Kutipan Teks -
- - - - -
Istilah "Dayak" paling umum digunakan untuk
menyebut orang-orang asli non-Muslim, non-Melayu yang tinggal di pulau itu. Ini
terutama berlaku di Malaysia, karena di Indonesia ada suku-suku Dayak yang
Muslim namun tetap termasuk kategori Dayak walaupun beberapa diantaranya
disebut dengan Suku Banjar dan Suku Kutai. Terdapat beragam penjelasan tentang
etimologi istilah ini. Menurut Lindblad, kata Dayak berasal dari kata daya dari bahasa Kenyah, yang
berarti hulu sungai atau
pedalaman. King, lebih jauh menduga-duga bahwa Dayak mungkin juga berasal dari
kata aja, sebuah kata dari bahasa Melayu yang berarti asli atau pribumi.
Dia juga yakin bahwa kata itu mungkin berasal dari sebuah istilah dari bahasa
Jawa Tengah yang berarti perilaku yang tak sesuai atau yang tak pada tempatnya.
Istilah untuk suku penduduk asli dekat Sambas dan Pontianak
adalah Daya (Kanayatn: orang daya= orang darat), sedangkan di Banjarmasin
disebut Biaju (bi= dari; aju= hulu). Jadi semula istilah orang Daya (orang
darat) ditujukan untuk penduduk asli Kalimantan Barat yakni rumpun Bidayuh yang
selanjutnya dinamakan Dayak Darat yang dibedakan dengan Dayak Laut (rumpun
Iban). Di Banjarmasin, istilah Dayak mulai digunakan dalam perjanjian Sultan
Banjar dengan Hindia Belanda tahun 1826, untuk menggantikan istilah Biaju Besar
(daerah sungai Kahayan) dan Biaju Kecil (daerah sungai
Kapuas Murung) yang masing-masing diganti menjadi Dayak Besar dan Dayak Kecil.
Sejak itu istilah Dayak juga ditujukan untuk rumpun Ngaju-Ot Danum atau rumpun
Barito. Selanjutnya istilah “Dayak” dipakai meluas yang secara kolektif merujuk
kepada suku-suku penduduk asli setempat yang berbeda-beda bahasanya, khususnya
non-Muslim atau non-Melayu. Pada akhir abad ke-19 (pasca Perdamaian Tumbang
Anoi) istilah Dayak dipakai dalam konteks kependudukan penguasa kolonial yang
mengambil alih kedaulatan suku-suku yang tinggal di daerah-daerah pedalaman
Kalimantan. Menurut Departemen Pendidikan dan Kebudayaan Bagian Proyek
Pengkajian dan Pembinaan Nilai-Nilai Budaya Kalimantan Timur, Dr. August
Kaderland, seorang ilmuwan Belanda, adalah orang yang pertama kali mempergunakan istilah
Dayak dalam pengertian di atas pada tahun 1895.
- - - - -
Cuplikan Data -
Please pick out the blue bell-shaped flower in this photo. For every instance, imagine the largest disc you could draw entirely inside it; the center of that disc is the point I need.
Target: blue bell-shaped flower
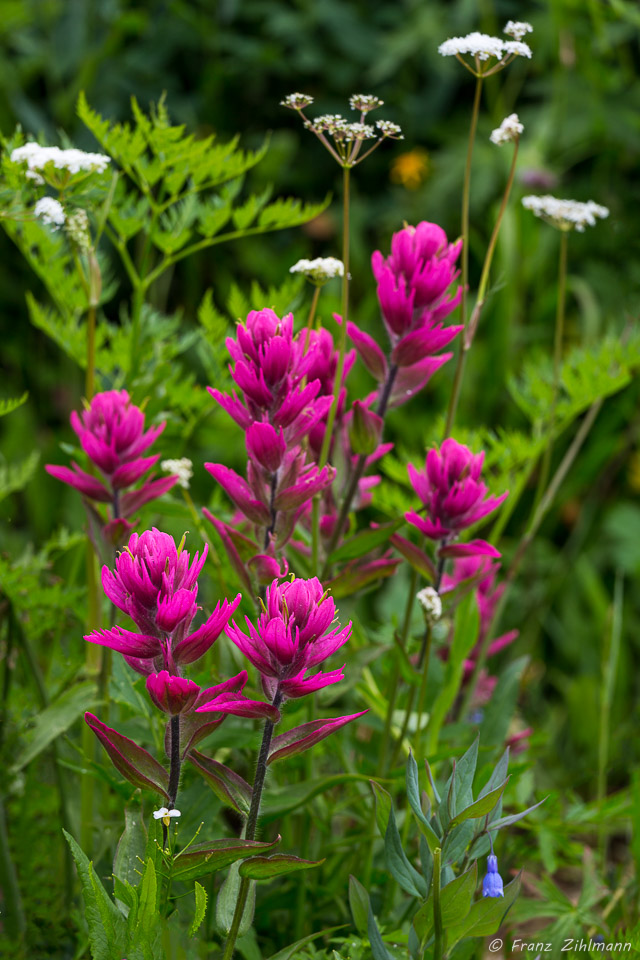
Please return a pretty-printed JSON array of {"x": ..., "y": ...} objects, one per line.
- - - - -
Petunjuk Latihan -
Salin ulang sebagian teks tentang istilah Dayak, mulai dari kata-kata yang memuat "Istilah untuk suku" dan berhenti setelah "dan Dayak Kecil.". Kerjakan hanya dengan berpedoman pada teks tentang istilah Dayak, tanpa memakai materi.

Hasil yang Benar -
Istilah untuk suku penduduk asli dekat Sambas dan Pontianak
adalah Daya (Kanayatn: orang daya= orang darat), sedangkan di Banjarmasin
disebut Biaju (bi= dari; aju= hulu). Jadi semula istilah orang Daya (orang
darat) ditujukan untuk penduduk asli Kalimantan Barat yakni rumpun Bidayuh yang
selanjutnya dinamakan Dayak Darat yang dibedakan dengan Dayak Laut (rumpun
Iban). Di Banjarmasin, istilah Dayak mulai digunakan dalam perjanjian Sultan
Banjar dengan Hindia Belanda tahun 1826, untuk menggantikan istilah Biaju Besar
(daerah sungai Kahayan) dan Biaju Kecil (daerah sungai
Kapuas Murung) yang masing-masing diganti menjadi Dayak Besar dan Dayak Kecil.